◆ Source text:
■ ■ ■ ■ ■

A coalition of the Midwest state’s farm organizations has retained an attorney to challenge the listing of the piping plover bird on the U.S. Fish and Wildlife Service’s endangered species list.

For years environmental groups have won court decisions forcing the USFWS to more quickly designate “critical habitat” for endangered species.

However, following the successful challenge of the listing of a bird, the southwestern willow flycatcher, by New Mexico ranchers, other groups are also challenging USFWS listings.

Karen Budd-Falen, the Wyoming attorney who successfully argued the flycatcher case, said the Nebraska lawsuit would also challenge critical habitat designation.

The ESA bars major changes to a creature’s territory when water from federal irrigation projects, federal money, or other federal actions are involved. This in turn threatens financial livelihoods and creates financial hardships for growers/ranchers who must pay to build fences around critical areas, build new stock ponds, move herds off grazing allotments, and fence off waterways.

Last May, a panel of judges from the 10th U.S. Circuit Court of Appeals in Denver agreed with the New Mexico farmers and ranchers.

“The recent decisions have forced us to recognize that the economic analysis we had been using needed to be changed, Chris Tollefson, Agency spokesman in Washington, DC, said.

The Agency has voluntarily agreed in several cases to redo the economic analysis rather than fight in court.

■ ■ ■ ■ ■

Object position labeling entries:
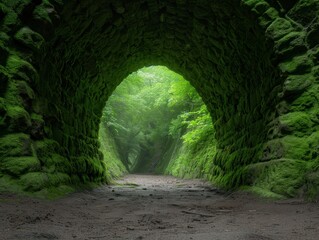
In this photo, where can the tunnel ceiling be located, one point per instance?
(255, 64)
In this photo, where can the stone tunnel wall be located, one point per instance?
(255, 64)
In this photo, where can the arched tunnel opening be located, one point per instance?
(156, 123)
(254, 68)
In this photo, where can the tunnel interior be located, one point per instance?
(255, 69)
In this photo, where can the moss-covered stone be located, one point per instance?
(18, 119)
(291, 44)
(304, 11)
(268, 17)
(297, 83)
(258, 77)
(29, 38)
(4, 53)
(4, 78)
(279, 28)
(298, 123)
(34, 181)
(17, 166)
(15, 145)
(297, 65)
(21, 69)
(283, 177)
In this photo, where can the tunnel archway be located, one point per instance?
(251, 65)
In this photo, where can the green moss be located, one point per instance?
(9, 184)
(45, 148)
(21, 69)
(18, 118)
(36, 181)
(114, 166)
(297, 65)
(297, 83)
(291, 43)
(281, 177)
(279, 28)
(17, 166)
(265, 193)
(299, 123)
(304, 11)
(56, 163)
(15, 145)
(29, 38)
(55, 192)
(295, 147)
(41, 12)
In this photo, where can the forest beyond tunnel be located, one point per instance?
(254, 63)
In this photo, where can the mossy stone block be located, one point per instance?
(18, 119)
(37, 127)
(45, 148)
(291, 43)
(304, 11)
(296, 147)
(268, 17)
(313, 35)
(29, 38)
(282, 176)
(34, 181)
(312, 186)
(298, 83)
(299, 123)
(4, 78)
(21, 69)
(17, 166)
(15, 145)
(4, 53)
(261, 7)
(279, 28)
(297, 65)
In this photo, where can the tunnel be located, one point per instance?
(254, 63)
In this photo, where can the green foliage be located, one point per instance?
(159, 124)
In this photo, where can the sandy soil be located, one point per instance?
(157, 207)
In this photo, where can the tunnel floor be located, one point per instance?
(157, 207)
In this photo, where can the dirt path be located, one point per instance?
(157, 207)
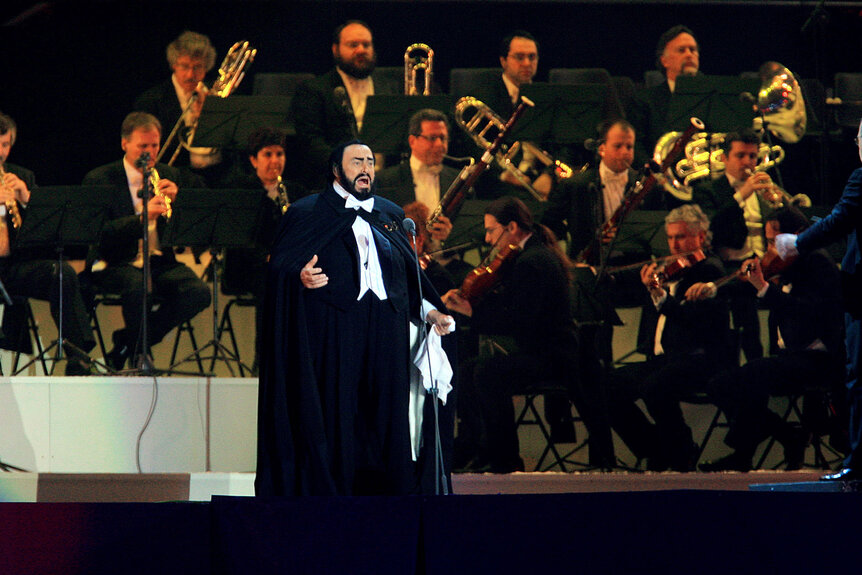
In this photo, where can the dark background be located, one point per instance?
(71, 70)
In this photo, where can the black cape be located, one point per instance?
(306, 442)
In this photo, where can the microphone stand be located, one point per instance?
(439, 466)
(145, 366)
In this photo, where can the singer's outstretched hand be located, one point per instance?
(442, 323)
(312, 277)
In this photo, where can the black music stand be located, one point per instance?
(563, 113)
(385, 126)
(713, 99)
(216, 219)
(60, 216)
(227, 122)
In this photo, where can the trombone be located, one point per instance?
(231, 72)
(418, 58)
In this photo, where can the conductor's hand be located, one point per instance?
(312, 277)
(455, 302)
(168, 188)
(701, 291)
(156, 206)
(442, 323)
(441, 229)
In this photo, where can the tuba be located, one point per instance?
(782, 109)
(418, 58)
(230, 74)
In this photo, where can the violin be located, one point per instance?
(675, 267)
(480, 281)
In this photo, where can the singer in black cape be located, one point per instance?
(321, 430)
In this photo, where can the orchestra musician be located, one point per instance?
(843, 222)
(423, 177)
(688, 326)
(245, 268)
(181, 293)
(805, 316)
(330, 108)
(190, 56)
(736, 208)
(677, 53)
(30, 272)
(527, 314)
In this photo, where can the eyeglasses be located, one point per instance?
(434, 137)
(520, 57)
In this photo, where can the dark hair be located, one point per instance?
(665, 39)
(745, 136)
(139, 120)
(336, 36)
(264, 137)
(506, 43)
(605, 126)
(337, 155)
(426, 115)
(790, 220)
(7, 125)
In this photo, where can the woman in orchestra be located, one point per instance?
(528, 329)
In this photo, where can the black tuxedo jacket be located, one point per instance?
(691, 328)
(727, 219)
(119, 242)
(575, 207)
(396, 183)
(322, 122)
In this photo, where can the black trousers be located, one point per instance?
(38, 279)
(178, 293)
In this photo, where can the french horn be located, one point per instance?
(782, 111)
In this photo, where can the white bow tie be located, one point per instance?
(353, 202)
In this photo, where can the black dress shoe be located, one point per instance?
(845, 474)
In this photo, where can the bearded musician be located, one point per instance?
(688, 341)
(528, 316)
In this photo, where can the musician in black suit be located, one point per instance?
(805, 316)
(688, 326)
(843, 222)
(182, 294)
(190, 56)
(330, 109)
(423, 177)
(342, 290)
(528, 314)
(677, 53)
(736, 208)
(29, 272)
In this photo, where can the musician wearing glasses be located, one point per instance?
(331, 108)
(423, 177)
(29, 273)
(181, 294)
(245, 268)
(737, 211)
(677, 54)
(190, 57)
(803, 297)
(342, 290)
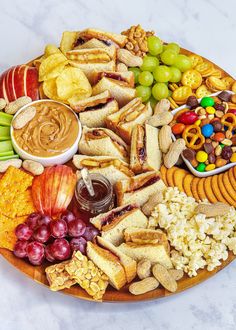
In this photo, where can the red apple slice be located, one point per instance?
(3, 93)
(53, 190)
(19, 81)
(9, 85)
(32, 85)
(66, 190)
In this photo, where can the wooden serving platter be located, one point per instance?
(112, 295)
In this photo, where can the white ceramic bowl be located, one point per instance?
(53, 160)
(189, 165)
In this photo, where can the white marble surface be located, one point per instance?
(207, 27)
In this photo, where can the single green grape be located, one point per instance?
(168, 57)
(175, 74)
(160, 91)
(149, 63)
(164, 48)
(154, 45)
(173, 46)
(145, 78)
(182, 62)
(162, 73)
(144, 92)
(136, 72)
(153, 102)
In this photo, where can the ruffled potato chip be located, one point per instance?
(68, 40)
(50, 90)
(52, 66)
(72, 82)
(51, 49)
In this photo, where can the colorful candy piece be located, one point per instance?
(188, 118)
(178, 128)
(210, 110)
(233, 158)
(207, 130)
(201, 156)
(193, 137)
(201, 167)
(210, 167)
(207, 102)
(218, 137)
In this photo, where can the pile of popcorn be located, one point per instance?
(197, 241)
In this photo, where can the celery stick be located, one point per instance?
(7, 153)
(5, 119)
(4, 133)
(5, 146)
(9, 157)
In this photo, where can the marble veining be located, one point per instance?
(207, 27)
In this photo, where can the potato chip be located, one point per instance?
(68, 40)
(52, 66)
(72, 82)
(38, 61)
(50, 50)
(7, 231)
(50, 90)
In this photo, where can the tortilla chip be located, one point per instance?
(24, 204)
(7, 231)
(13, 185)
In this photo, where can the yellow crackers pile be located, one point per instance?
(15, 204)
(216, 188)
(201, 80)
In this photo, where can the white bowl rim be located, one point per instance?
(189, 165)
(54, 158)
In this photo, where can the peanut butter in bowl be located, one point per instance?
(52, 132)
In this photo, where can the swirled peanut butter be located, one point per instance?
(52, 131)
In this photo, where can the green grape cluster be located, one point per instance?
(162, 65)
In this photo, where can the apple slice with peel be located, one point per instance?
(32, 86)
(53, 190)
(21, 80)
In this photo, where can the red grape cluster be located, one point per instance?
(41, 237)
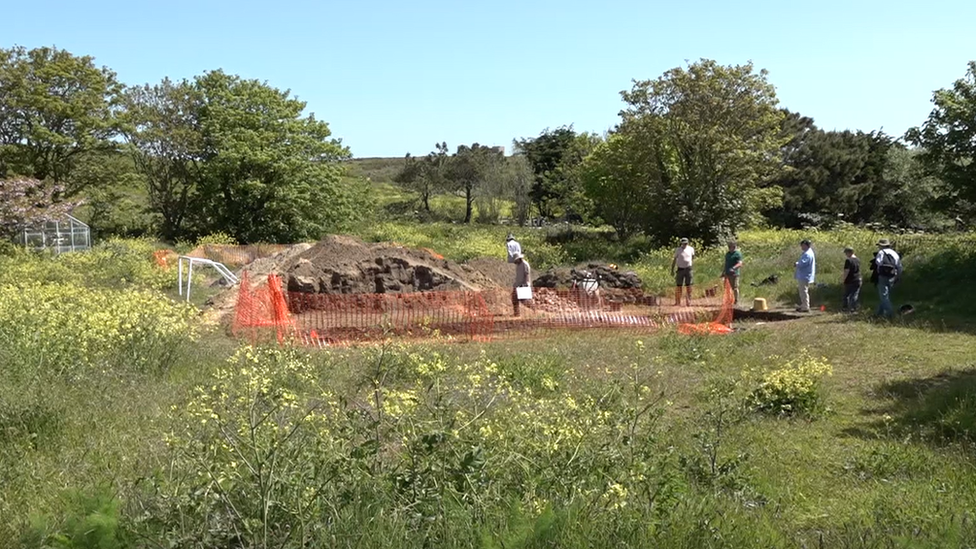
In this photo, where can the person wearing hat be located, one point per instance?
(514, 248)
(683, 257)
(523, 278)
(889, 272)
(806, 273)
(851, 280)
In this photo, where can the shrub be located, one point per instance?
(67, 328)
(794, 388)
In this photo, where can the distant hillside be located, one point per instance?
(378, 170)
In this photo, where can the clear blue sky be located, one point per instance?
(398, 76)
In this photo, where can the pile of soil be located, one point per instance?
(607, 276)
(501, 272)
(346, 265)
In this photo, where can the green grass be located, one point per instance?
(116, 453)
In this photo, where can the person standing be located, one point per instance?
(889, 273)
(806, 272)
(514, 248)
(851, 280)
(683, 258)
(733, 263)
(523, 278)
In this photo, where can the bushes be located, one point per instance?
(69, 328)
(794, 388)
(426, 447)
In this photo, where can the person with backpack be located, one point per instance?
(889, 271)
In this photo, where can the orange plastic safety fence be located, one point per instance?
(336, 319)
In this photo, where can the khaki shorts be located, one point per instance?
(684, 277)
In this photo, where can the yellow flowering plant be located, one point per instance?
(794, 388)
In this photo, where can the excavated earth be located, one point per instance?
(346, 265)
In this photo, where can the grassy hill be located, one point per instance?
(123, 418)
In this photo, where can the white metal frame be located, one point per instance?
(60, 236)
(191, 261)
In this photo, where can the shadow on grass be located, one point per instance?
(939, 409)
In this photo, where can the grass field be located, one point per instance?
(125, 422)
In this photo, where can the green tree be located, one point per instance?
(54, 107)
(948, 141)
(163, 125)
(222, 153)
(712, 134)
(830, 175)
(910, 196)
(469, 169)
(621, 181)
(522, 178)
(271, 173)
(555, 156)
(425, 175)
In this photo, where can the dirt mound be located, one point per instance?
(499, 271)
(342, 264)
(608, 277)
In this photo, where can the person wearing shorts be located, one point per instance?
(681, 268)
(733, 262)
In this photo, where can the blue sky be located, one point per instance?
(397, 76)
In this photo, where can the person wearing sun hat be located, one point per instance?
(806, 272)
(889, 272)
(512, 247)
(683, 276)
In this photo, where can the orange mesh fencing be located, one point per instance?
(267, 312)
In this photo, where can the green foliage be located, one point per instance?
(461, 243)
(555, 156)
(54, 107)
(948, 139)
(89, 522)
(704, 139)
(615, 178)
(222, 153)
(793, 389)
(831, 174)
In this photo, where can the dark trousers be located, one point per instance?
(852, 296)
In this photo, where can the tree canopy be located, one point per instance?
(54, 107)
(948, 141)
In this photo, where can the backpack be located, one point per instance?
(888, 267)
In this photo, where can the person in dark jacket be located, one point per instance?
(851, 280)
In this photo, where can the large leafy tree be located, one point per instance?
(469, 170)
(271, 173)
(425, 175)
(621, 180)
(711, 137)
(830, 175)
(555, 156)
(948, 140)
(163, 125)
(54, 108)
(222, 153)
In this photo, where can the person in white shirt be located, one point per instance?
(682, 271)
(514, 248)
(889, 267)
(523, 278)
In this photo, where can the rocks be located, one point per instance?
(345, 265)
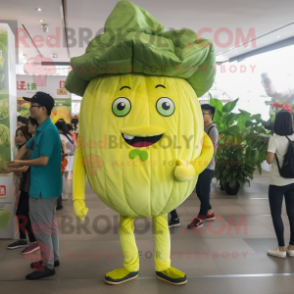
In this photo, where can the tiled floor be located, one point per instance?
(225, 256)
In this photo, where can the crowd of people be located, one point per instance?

■ ■ ■ ■ ■

◆ Given exercise 1: Decide whether each statement below agrees with the endangered species article, answering yes or no and quoting the deciding words from it: (a) The attorney who argued the flycatcher case is from Wyoming. (b) The appeals court panel that sided with the New Mexico farmers and ranchers sat in Denver. (c) The Agency has chosen to fight every case in court rather than redo its economic analysis.
◆ Given exercise 2: Please reproduce the passage of the endangered species article between "The ESA bars" and "fence off waterways.", inclusive.

◆ Task response 1:
(a) Yes: "Karen Budd-Falen, the Wyoming attorney who successfully argued the flycatcher case"
(b) Yes: "a panel of judges from the 10th U.S. Circuit Court of Appeals in Denver agreed with the New Mexico farmers and ranchers"
(c) No: "The Agency has voluntarily agreed in several cases to redo the economic analysis rather than fight in court."

◆ Task response 2:
The ESA bars major changes to a creature’s territory when water from federal irrigation projects, federal money, or other federal actions are involved. This in turn threatens financial livelihoods and creates financial hardships for growers/ranchers who must pay to build fences around critical areas, build new stock ponds, move herds off grazing allotments, and fence off waterways.